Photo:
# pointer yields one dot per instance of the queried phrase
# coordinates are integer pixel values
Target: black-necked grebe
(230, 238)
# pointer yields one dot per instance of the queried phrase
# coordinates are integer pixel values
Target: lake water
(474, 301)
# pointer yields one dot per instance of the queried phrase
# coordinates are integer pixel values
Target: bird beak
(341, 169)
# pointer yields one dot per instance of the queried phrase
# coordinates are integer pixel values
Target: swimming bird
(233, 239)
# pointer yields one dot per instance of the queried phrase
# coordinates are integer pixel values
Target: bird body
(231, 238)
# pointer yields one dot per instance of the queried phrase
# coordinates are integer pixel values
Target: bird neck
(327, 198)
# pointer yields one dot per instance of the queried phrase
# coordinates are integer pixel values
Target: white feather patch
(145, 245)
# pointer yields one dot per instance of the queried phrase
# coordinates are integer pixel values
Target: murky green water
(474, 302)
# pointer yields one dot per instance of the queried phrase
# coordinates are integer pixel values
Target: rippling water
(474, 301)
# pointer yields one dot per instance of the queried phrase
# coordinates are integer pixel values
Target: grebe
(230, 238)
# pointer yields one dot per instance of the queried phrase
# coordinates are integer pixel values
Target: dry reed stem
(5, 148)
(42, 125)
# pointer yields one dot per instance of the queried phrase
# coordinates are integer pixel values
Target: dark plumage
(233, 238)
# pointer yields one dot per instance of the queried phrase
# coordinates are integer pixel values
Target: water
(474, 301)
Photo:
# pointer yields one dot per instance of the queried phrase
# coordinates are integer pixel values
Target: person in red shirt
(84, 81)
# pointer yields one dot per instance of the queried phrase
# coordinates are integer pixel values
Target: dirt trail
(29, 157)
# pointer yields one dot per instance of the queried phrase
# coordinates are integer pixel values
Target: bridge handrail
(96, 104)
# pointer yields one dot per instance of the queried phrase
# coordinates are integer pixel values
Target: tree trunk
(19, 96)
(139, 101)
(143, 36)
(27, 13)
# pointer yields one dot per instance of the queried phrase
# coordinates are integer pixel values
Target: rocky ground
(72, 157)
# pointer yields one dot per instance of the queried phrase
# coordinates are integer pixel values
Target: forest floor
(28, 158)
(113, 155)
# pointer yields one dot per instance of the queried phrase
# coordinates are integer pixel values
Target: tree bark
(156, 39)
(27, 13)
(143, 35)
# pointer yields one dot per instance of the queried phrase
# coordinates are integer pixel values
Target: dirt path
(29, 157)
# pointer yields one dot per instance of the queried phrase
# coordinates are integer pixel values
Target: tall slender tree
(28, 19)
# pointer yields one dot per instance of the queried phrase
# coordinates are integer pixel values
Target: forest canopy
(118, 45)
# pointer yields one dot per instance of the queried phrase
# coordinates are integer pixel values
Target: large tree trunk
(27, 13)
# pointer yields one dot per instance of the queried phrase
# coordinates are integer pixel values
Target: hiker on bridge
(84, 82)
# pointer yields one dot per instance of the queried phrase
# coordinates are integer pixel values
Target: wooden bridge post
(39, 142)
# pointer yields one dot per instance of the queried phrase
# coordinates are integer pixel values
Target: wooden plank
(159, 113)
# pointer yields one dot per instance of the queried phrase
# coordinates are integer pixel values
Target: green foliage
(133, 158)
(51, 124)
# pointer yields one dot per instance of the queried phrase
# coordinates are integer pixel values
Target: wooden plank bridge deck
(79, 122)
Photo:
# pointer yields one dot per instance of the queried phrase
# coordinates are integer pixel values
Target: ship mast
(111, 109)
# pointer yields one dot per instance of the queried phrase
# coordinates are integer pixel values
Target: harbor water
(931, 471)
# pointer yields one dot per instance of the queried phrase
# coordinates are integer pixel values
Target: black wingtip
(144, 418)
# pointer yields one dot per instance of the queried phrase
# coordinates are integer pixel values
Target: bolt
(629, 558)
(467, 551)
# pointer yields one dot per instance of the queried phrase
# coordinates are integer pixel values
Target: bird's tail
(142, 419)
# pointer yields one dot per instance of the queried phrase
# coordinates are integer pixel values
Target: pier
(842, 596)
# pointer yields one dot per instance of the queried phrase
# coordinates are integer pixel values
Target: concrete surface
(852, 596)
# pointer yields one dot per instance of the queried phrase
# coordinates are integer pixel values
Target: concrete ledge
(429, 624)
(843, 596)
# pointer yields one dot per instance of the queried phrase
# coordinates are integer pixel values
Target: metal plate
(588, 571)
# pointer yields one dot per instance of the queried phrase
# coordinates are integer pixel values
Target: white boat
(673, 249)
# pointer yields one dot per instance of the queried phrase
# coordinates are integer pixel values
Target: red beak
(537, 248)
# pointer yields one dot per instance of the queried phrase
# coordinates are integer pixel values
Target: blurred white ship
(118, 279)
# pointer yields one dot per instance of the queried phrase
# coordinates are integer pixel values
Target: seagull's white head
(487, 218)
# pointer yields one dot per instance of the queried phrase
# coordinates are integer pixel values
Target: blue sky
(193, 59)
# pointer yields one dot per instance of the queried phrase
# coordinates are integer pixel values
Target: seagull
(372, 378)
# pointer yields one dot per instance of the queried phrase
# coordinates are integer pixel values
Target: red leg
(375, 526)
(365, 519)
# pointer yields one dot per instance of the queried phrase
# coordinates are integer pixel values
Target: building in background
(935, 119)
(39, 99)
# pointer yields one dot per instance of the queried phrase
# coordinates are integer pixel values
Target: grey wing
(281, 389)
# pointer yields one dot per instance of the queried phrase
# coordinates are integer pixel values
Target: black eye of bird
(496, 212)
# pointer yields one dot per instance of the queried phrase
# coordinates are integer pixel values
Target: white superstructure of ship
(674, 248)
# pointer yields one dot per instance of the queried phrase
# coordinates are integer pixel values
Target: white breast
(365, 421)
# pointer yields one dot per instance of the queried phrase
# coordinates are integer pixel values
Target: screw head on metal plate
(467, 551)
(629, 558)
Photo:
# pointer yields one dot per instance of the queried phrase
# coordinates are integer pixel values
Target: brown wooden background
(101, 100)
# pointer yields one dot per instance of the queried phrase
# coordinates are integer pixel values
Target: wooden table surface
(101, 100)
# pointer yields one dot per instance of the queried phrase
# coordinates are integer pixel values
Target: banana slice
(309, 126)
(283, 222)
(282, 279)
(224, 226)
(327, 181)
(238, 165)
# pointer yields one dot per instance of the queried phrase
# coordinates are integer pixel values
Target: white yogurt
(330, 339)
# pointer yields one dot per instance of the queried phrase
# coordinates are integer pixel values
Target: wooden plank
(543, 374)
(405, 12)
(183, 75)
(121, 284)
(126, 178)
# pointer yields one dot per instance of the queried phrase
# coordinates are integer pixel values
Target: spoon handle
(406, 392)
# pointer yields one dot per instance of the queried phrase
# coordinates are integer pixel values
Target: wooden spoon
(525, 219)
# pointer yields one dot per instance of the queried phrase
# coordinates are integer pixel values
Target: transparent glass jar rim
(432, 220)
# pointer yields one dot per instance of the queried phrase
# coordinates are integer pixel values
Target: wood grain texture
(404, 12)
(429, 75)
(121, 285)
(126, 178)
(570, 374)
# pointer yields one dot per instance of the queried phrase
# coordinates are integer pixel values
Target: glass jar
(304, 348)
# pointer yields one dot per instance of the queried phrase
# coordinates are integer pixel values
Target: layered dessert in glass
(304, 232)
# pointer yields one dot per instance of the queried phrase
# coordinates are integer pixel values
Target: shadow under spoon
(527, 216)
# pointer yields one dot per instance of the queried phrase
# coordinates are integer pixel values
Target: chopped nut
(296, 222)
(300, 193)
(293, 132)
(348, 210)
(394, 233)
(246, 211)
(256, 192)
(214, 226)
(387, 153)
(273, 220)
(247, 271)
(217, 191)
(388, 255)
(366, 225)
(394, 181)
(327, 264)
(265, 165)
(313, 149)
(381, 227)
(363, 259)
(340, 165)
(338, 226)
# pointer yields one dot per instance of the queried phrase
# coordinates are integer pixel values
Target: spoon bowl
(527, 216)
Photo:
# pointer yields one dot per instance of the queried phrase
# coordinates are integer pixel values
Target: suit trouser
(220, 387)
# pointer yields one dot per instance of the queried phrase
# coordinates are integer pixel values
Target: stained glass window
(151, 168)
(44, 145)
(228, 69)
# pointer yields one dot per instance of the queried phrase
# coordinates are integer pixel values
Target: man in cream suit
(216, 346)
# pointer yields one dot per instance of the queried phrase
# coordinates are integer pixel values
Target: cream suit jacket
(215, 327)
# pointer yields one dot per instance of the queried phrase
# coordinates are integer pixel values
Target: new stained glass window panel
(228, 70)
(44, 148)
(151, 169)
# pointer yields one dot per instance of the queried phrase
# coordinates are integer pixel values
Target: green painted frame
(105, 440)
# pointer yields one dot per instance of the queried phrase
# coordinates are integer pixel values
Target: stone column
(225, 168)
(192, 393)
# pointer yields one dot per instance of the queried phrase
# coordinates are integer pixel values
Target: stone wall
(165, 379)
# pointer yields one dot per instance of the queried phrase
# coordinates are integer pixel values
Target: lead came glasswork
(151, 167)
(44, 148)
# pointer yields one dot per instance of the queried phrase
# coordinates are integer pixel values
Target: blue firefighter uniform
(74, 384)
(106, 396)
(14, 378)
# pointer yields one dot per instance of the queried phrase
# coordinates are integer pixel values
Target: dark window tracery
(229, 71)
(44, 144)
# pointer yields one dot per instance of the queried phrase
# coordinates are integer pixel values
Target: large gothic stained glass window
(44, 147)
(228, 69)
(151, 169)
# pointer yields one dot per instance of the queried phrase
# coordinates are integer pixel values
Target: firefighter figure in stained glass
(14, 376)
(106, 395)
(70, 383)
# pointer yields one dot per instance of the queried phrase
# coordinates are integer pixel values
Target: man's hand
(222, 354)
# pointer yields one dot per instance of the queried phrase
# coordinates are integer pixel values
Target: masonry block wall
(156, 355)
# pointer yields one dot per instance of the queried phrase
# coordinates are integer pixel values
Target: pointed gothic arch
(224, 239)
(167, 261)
··········
* [Problem details]: Pull out every line in the records above that contains the word "head".

* [Reply to the exercise]:
Target: seagull's white head
Target: screw head on metal plate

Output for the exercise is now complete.